Niagara Falls, Ontario The man who walked away virtually unharmed from a plunge over Niagara Falls said he had been suicidal, but the experience made him want to live.
The comments contradict statements from authorities suggesting Kirk Jones was simply a daredevil -- the latest in a long line who have sought to conquer Niagara Falls.
Jones, 40, was released from the hospital into police custody Wednesday evening, but authorities did not immediately release information on where he was taken.
In a note to a fellow patient who was released from the hospital, Jones said life had much to offer.
"When you are feeling down, just remember the power of the Niagara," said the handwritten note, which Brandon Steward said was given to him by Jones.
In a telephone interview with ABC News, Jones said he did not want to go on living when he climbed over a guardrail and into the churning Niagara River on Monday. "But I can tell you now after hitting the falls I feel that life is worth living," he said.
His father, Raymond Jones of Keizer, Ore., told The Associated Press that his son sounded cheerful Wednesday in a phone call from the psychiatric unit at Greater Niagara General Hospital.
"He feels peppy," the 80-year-old father said. "He fully expected to die. He was near death. He knew it. He thinks he was saved for a reason."
The Canton, Mich., native is the only person known to have survived a plunge over the falls without a safety device.
Inspector Paul Forcier said the incident was not being treated as a suicide attempt, but Jones was undergoing a psychiatric evaluation.
Forcier said police were reviewing a videotape shot by a friend who accompanied Jones to the park. Jones will be charged with mischief and unlawfully performing a stunt and could be fined about $7,600, Forcier said.
Jones said his change of heart occurred when he jumped into the water. "At that point I wished I had not done it. But I guess I knew it was way too late for that," he said.

Image point grounding data

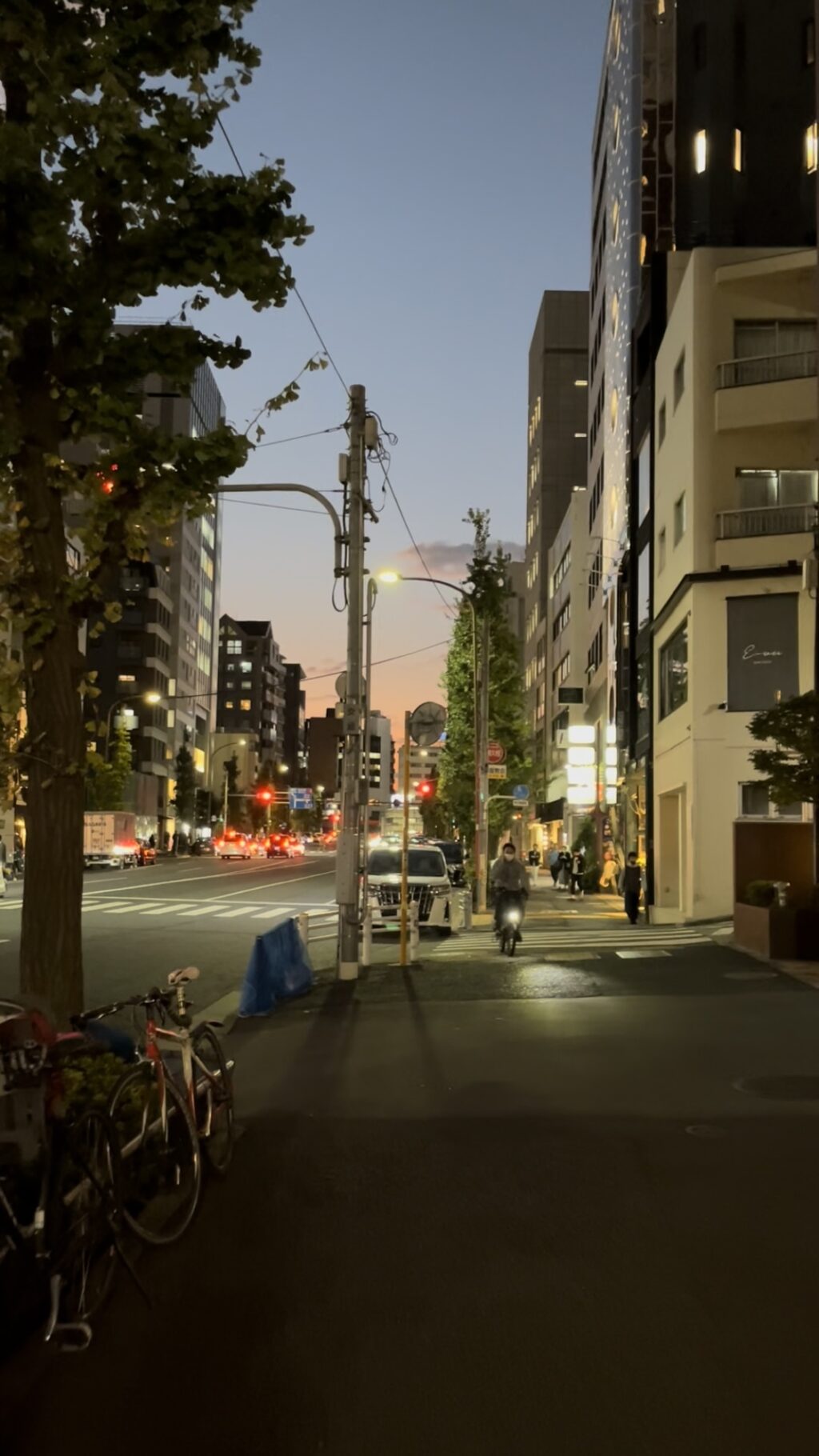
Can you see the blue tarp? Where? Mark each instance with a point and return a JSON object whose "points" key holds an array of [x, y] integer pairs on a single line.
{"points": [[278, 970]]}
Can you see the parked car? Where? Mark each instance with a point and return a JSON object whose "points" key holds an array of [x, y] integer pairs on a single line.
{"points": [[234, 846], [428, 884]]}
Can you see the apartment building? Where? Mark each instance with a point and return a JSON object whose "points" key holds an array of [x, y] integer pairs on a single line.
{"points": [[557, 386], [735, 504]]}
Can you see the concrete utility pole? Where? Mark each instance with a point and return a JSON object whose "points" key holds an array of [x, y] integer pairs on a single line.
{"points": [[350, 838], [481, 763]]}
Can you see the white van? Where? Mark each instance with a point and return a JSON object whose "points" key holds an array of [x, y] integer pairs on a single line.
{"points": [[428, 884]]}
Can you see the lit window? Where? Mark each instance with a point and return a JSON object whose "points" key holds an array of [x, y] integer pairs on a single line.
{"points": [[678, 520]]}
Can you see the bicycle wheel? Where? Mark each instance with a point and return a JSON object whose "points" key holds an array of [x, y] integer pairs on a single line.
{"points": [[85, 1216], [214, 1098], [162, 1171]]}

### Required work
Reproduce the part of the Niagara Falls article that begins at the words "The Canton, Mich., native" and stops after "a psychiatric evaluation.". The rows come from a separate source.

### Written answer
The Canton, Mich., native is the only person known to have survived a plunge over the falls without a safety device.
Inspector Paul Forcier said the incident was not being treated as a suicide attempt, but Jones was undergoing a psychiatric evaluation.